_Page_
──────────────────────────────

I’m in a new position where I need to process a flat files on a regular basis. The last time I did this was 5 or 6 years ago but as part of the file layout I received control totals. It gave me simplistic information on the file like the total number of records as well as sums of the important fields. This helped me during testing then also during production to verify the file arrived and has correct information.
I have asked for similar data for this new project and have hit a wall of no.
Is this no longer a standard practice?
Is there a better way?
It depends on what you are trying to test.
If you are trying to verify that a file arrived intact and wasn’t changed in transit, a checksum (or a digital signature) would be the gold standard.

──────────────────────────────

_Job 1_
Retype the entries word for word, starting at the line that contains "shown by (631,134)." and ending at the final line of the entries.
_Job 2_
Extend the forum thread about control totals for flat files, picking up after its last sentence.

──────────────────────────────

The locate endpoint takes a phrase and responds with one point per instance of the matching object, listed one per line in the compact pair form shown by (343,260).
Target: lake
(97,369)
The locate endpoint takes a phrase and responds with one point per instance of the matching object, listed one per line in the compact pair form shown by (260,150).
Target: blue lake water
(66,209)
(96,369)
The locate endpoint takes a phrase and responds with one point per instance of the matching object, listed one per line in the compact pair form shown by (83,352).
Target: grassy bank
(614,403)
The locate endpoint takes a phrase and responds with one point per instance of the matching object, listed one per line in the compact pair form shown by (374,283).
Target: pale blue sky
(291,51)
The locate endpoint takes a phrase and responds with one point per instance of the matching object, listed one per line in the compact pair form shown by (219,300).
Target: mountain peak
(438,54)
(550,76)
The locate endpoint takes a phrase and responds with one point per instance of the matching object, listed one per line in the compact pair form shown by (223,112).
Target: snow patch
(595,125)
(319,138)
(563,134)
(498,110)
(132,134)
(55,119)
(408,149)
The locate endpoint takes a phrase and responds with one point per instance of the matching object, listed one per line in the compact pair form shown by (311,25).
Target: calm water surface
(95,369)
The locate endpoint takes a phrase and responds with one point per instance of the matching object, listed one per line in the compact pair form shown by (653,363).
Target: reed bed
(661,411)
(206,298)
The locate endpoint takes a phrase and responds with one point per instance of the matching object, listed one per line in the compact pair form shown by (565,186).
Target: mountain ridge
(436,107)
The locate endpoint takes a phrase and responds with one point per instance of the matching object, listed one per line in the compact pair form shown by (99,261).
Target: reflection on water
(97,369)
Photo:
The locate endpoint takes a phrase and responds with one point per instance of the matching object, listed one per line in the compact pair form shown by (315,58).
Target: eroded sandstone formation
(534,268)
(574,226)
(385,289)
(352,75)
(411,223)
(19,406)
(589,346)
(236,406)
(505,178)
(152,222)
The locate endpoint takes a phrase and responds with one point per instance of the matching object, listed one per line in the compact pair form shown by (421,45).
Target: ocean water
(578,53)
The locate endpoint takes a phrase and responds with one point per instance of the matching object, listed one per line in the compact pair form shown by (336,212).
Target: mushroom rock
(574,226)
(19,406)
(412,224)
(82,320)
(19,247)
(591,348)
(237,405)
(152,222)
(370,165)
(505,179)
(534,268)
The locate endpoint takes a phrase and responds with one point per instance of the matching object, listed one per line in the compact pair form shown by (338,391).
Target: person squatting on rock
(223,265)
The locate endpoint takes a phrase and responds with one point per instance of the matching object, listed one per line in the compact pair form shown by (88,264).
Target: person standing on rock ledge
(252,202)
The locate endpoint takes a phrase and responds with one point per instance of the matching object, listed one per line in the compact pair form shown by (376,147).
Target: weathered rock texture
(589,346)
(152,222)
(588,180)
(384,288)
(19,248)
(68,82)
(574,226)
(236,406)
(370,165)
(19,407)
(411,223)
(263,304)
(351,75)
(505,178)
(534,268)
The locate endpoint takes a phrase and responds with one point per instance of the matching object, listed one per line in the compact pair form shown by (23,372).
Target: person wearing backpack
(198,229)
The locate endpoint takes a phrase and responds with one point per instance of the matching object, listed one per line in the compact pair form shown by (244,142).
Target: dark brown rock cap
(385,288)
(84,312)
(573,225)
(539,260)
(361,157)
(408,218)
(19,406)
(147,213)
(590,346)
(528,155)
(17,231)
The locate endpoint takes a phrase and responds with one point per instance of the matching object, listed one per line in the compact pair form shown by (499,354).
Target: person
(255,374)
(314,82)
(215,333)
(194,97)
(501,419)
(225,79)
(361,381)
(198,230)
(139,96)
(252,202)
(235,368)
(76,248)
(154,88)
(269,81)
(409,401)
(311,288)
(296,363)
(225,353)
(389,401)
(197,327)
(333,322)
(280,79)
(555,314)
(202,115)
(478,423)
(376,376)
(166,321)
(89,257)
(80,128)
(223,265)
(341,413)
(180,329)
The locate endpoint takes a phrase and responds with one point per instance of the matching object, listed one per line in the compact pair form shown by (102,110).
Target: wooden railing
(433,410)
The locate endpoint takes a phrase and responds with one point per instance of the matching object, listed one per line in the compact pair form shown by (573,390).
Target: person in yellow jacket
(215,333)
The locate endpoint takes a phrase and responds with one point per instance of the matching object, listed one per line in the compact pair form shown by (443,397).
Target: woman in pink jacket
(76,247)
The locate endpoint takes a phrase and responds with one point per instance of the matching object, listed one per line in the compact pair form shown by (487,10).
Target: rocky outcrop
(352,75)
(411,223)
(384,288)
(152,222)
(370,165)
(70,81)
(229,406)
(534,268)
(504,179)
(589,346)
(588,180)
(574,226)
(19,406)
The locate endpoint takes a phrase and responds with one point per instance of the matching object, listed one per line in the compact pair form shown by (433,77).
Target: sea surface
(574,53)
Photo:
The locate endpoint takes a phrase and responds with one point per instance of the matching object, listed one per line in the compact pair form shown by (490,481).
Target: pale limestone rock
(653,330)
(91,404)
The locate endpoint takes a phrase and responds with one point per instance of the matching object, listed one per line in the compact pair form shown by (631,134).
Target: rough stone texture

──────────────────────────────

_Written answer 1_
The locate endpoint takes a phrase and responds with one point per instance of the matching object, listed one per line in the compact pair form shown by (631,134).
Target: rough stone texture

_Written answer 2_
If you are trying to verify that you have processed the file successfully, the aggregate information that you’re looking for is exceptionally helpful. Unfortunately, a large fraction of flat file based ETL processes are built with exceedingly little thought given to handling and preventing errors so lots of data sources have never been asked to provide this sort of header information, don’t have the code to do so, and aren’t terribly interested in writing the code on their side to generate the totals if few of their customers have any interest in using it.
What you’re asking for sounds entirely reasonable. If you are getting pushback from the data source, I would, within the realm of what is politically feasible in your environment, escalate the issue. Presumably, if the data source is internal, you have much more leverage than if you are asking for a data feed from an external vendor.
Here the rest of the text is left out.